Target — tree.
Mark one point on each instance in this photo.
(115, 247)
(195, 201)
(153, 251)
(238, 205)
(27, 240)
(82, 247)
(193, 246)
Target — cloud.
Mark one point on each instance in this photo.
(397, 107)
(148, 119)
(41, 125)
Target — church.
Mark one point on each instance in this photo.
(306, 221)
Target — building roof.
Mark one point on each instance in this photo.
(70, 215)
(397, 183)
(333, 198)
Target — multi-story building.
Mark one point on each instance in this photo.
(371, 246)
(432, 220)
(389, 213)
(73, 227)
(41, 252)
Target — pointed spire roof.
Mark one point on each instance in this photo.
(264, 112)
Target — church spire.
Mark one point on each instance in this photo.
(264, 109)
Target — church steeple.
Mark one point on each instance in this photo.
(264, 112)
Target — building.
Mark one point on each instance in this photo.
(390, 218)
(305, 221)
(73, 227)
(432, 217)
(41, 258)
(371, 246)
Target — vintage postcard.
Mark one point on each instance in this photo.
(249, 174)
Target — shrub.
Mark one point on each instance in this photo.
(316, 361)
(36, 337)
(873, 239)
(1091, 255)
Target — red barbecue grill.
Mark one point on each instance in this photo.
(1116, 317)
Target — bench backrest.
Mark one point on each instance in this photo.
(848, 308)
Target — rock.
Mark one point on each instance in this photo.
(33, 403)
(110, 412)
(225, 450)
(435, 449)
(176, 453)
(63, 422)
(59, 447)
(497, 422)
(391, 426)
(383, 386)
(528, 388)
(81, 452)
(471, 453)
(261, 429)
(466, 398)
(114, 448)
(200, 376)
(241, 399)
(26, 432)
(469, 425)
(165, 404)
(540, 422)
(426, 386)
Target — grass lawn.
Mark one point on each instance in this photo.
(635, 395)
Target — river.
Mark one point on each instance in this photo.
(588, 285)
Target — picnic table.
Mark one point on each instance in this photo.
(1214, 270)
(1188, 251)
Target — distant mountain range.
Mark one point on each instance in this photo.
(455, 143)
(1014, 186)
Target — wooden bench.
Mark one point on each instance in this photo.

★ ★ ★

Find each line holding the string "spire" in the listing above, then copy it.

Target — pointed spire roof.
Target — church spire.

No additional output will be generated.